Find every line in the listing below that contains the word "water", and copy each of those lines in full.

Start

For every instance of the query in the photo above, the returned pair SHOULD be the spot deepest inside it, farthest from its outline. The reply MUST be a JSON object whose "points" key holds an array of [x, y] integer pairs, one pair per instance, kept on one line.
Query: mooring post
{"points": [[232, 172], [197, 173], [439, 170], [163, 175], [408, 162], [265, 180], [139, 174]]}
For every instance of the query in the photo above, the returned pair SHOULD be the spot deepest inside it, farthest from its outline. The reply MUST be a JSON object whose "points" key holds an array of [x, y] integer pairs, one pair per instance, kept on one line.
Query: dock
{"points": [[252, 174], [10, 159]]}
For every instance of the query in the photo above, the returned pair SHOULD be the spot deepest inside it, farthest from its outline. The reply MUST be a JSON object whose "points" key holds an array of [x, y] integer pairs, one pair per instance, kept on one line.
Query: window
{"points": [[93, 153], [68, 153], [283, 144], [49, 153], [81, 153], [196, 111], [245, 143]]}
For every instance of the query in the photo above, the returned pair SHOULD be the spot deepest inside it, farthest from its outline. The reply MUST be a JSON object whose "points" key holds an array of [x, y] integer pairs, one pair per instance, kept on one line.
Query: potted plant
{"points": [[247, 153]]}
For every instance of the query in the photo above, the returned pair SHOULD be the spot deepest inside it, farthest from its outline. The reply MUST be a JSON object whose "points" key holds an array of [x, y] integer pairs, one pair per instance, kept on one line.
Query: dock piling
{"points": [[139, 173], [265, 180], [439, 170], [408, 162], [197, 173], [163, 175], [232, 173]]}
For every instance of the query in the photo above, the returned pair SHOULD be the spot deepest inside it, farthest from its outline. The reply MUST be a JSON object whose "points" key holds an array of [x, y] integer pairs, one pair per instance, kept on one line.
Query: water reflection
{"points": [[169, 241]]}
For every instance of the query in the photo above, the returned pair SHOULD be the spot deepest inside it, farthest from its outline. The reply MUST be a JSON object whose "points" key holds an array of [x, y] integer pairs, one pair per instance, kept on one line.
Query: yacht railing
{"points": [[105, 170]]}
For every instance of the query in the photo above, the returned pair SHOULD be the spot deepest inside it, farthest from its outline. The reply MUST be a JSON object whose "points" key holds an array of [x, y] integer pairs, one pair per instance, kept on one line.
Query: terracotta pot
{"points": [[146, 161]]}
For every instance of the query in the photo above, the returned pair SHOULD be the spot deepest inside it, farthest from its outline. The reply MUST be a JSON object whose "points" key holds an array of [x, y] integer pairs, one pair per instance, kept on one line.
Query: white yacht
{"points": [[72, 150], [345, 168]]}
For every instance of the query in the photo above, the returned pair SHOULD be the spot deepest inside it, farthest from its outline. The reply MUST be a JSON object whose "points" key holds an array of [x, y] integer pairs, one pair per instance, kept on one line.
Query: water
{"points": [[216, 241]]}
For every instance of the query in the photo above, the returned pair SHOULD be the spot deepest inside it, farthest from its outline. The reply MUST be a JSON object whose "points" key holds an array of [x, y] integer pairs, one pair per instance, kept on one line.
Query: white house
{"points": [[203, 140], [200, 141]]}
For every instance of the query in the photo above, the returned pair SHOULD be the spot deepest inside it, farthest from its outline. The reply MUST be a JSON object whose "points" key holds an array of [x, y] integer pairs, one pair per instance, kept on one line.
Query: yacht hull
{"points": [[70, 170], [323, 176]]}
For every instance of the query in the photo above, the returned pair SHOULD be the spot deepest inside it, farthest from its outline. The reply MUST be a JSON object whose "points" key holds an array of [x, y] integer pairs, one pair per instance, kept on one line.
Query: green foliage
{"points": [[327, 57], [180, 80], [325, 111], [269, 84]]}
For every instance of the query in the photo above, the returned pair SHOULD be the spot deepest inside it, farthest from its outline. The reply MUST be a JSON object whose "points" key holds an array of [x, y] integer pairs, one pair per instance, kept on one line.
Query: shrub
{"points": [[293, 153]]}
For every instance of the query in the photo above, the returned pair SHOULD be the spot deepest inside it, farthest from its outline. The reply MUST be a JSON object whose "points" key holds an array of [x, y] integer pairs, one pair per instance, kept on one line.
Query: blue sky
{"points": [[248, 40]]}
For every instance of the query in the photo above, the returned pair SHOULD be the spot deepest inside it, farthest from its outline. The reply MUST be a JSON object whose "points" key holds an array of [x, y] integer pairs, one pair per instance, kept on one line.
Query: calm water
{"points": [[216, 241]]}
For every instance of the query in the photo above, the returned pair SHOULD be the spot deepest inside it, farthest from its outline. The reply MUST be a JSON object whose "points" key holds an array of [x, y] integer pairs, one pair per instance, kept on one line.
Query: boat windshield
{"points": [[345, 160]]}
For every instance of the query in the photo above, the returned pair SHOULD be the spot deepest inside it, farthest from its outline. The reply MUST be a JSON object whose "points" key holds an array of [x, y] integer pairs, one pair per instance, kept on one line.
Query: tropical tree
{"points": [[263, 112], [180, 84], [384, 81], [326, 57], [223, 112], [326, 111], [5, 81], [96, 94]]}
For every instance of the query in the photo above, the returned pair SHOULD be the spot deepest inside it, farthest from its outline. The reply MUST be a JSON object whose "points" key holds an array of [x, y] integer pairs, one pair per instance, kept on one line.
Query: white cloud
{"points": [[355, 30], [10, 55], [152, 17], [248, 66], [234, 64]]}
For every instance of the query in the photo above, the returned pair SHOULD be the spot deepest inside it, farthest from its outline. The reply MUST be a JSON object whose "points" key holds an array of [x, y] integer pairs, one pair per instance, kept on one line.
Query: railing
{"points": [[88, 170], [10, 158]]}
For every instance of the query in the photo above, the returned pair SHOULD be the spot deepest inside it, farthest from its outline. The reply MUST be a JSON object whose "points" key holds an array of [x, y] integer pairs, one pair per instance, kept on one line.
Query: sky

End

## [Correct result]
Query: water reflection
Query: water
Query: calm water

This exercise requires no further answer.